Find and copy every line of the entries below that contains the string "uniform". Case counts.

══════════

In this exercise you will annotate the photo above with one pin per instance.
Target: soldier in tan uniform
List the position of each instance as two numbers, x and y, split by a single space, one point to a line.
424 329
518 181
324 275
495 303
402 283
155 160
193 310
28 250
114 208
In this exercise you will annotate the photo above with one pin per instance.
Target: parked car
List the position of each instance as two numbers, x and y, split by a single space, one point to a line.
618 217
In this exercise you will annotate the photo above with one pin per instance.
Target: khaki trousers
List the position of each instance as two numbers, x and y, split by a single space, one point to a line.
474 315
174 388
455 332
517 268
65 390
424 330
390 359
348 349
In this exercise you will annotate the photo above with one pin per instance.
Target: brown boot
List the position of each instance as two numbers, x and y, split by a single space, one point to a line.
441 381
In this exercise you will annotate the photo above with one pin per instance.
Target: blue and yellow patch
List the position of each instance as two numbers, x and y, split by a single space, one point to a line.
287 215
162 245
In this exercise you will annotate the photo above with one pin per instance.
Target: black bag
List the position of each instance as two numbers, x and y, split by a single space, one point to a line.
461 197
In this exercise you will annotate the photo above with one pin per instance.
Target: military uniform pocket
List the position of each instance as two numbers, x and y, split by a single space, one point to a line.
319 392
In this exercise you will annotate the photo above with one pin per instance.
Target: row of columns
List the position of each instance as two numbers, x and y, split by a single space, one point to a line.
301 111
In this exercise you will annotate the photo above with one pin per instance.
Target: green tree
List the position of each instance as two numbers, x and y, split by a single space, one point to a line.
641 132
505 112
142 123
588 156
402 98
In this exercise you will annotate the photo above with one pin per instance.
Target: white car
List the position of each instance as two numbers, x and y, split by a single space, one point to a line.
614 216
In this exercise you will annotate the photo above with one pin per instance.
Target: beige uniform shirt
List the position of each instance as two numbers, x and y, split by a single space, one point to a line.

══════════

* [FULL OUTPUT]:
Target: soldier in tan uniform
Target: military uniform pocket
Target: beige uniform shirt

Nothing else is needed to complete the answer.